▶ [Aim of the exercise]:
Pick out every line in the entries below that contains the string "Target" and copy each one. Case counts.

[Named-object pointing records]
.....
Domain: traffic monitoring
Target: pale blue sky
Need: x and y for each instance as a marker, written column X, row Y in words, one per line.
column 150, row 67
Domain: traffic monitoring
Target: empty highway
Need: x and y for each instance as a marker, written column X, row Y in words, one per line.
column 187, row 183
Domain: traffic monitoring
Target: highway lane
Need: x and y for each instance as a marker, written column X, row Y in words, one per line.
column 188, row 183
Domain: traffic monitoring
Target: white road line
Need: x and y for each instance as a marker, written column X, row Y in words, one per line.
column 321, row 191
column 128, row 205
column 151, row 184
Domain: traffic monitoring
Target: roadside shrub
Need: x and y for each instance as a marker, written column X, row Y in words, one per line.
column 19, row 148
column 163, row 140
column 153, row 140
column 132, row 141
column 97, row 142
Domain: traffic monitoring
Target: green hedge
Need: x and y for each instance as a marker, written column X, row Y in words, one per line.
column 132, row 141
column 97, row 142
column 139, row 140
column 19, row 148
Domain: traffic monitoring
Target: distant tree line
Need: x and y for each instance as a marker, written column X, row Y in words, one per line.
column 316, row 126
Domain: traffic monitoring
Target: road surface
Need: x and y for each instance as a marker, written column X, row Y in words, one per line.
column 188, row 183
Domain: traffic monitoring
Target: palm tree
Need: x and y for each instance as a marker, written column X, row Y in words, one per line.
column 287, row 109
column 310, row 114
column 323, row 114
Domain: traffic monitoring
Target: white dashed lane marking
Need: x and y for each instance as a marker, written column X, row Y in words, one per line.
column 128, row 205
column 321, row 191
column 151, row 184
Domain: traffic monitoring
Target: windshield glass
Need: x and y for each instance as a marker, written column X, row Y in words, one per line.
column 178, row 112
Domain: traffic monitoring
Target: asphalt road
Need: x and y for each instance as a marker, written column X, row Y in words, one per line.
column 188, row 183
.....
▶ [Task output]:
Target: pale blue sky
Target: empty highway
Target: highway lane
Target: white road line
Target: roadside shrub
Target: green hedge
Target: distant tree line
Target: road surface
Target: palm tree
Target: white dashed lane marking
Target: windshield glass
Target: asphalt road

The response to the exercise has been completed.